# [Assignment]
Give back each line below verbatim.

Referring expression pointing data
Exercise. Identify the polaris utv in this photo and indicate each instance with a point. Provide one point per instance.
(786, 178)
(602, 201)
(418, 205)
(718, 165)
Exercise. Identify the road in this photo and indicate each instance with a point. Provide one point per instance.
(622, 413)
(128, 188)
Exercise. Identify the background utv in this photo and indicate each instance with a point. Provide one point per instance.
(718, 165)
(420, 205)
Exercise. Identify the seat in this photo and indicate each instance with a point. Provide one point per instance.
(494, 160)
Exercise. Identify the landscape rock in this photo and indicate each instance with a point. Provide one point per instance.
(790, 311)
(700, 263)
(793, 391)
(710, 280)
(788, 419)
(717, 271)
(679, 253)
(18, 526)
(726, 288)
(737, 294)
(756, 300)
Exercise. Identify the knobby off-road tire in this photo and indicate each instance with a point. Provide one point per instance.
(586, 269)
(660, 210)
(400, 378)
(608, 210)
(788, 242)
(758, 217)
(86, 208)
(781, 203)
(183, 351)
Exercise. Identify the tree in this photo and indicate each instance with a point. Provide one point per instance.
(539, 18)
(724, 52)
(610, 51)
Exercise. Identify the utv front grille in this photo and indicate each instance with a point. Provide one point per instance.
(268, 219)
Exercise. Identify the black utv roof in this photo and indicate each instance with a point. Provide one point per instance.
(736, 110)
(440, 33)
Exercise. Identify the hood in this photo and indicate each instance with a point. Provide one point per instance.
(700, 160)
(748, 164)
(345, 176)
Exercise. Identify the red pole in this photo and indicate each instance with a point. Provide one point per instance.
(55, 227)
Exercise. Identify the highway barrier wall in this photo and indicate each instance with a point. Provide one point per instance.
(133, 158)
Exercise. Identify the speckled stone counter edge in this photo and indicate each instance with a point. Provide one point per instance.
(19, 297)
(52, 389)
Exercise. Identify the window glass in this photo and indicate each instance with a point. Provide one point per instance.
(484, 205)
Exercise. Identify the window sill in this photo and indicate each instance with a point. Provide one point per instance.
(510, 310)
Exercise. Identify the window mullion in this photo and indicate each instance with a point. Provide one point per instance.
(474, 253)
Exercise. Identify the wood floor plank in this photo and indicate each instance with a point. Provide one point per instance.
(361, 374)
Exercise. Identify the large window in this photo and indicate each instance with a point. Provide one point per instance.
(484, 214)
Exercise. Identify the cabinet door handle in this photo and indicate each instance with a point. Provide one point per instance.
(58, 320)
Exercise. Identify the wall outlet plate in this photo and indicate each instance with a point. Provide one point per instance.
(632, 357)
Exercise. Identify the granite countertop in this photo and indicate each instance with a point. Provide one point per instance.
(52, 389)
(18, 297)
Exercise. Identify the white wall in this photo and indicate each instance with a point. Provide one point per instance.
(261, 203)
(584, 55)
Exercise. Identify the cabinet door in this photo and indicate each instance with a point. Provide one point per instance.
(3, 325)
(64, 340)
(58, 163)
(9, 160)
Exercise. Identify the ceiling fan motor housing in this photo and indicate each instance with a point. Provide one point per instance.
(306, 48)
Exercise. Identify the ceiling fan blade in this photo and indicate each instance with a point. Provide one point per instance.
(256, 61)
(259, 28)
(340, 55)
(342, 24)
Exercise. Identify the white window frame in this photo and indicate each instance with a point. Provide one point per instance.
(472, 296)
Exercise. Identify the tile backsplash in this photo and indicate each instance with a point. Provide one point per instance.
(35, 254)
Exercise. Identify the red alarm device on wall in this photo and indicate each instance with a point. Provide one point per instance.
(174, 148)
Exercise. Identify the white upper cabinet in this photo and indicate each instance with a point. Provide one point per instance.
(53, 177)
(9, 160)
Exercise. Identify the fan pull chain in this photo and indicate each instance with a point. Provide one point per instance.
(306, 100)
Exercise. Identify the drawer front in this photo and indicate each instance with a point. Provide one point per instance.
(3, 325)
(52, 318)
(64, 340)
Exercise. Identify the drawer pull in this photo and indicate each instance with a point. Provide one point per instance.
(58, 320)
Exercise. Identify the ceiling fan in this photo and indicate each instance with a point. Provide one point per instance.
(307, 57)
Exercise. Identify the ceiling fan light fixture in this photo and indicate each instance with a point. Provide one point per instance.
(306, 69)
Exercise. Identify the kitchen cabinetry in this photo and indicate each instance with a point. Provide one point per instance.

# [Answer section]
Exercise. Identify the polaris utv in this photo and indicate each instance with a point. Provide one point per instance.
(786, 178)
(602, 201)
(418, 205)
(718, 165)
Exercise. Identify the road in this photo and indicate each instance with a point. Provide one point per instance.
(622, 413)
(128, 188)
Exercise. Identify the background utv in this photo and indicate each instance with a point. Provide one point per instance.
(718, 165)
(420, 205)
Exercise. Identify the seat in this photo and indicate each instance with a point. Provide one point per instance.
(494, 160)
Exercise. Identify the landscape rock in this photo and indicate each instance with a point. Provide one point per instance.
(790, 311)
(700, 263)
(793, 391)
(710, 280)
(788, 419)
(717, 271)
(679, 253)
(18, 526)
(726, 288)
(737, 294)
(756, 300)
Exercise. Identify the knobby off-road tire in this photo and indicate each instance with a point. Provide one point per instance.
(586, 269)
(660, 210)
(400, 378)
(608, 210)
(788, 242)
(758, 217)
(86, 208)
(781, 203)
(183, 351)
Exercise. Identify the tree in this photo and indicate each instance with a point. Provide one point per instance.
(539, 18)
(724, 52)
(610, 51)
Exercise. Identify the utv front grille in this photo and indicate each instance with a point. Provide one point per instance.
(268, 219)
Exercise. Identify the black utv roof in this photo and indicate each instance with a point. Provide one point per instance.
(736, 110)
(440, 33)
Exercise. Identify the hood in this photo and indicate each instance with a point. Provide one point per instance.
(700, 160)
(748, 164)
(345, 176)
Exercise. Identify the red pole in this photo and indicate each instance with a point. Provide one point per instance.
(55, 227)
Exercise. Identify the highway barrier wall in this photo and indicate each instance with a point. Provide one point per instance.
(133, 158)
Exercise. Identify the speckled stone counter edge in this photo and indicate each instance with a point. Provide one point per instance.
(19, 297)
(52, 389)
Exercise. Identify the window glass in this photo and indicate each instance with a point. Provide one point per instance.
(484, 205)
Exercise. Identify the window sill in this photo and indicate each instance with a point. Provide one point per instance.
(510, 310)
Exercise. Identify the window mullion in this photo and indicate each instance with a point. Provide one point per instance.
(474, 253)
Exercise. Identify the wood floor plank in this photo and indicate each instance with a point. Provide one point per instance.
(361, 374)
Exercise. Identify the large window in this photo and indicate each instance with a point. Provide one point per instance.
(484, 214)
Exercise. Identify the cabinet door handle in this photo and indicate each instance with a point. Provide one point per instance.
(58, 320)
Exercise. Identify the wall outlet plate in this photo and indicate each instance with a point. Provide one point per instance.
(632, 357)
Exercise. Identify the granite countertop in this photo and indicate each instance with a point. Provide one point per instance.
(52, 389)
(18, 297)
Exercise. Identify the white wall in this photo and indicate each instance with a point. Provide one point per instance.
(261, 203)
(584, 55)
Exercise. Identify the cabinet door in this photo and indicate each instance with a point. Provide one point per instance.
(3, 325)
(64, 340)
(58, 163)
(9, 160)
Exercise. Identify the ceiling fan motor housing in this photo and indicate each instance with a point. Provide one point per instance.
(306, 48)
Exercise. Identify the ceiling fan blade in this photo and indicate each instance with a point. Provide one point per instance.
(256, 61)
(259, 28)
(340, 55)
(342, 24)
Exercise. Identify the white window frame in this photo and indicate each instance with a point. Provide one point per instance.
(472, 296)
Exercise. Identify the tile backsplash in this photo and indicate each instance with a point. Provide one point per instance.
(35, 254)
Exercise. Identify the red alarm device on wall in this photo and indicate each instance with a point. Provide one point per instance.
(174, 148)
Exercise. Identify the white upper cabinet in this photo and indicate each instance with a point. Provide one point per instance.
(53, 177)
(9, 160)
Exercise. Identify the fan pull chain in this photo and indicate each instance with a point. Provide one point per instance.
(306, 100)
Exercise. Identify the drawer front in this photo and indicate each instance with a point. Provide one point per instance.
(3, 325)
(52, 318)
(64, 340)
Exercise. Identify the drawer pull in this photo and indicate each instance with a point. Provide one point per instance.
(58, 320)
Exercise. Identify the ceiling fan in this photo and indicate each instance with a point. Provide one point per instance.
(307, 57)
Exercise. Identify the ceiling fan light fixture in this photo and indicate each instance with a point. Provide one point per instance.
(306, 69)
Exercise. Identify the kitchen cabinetry in this photo and indicate each instance with a point. Provide one point per instance.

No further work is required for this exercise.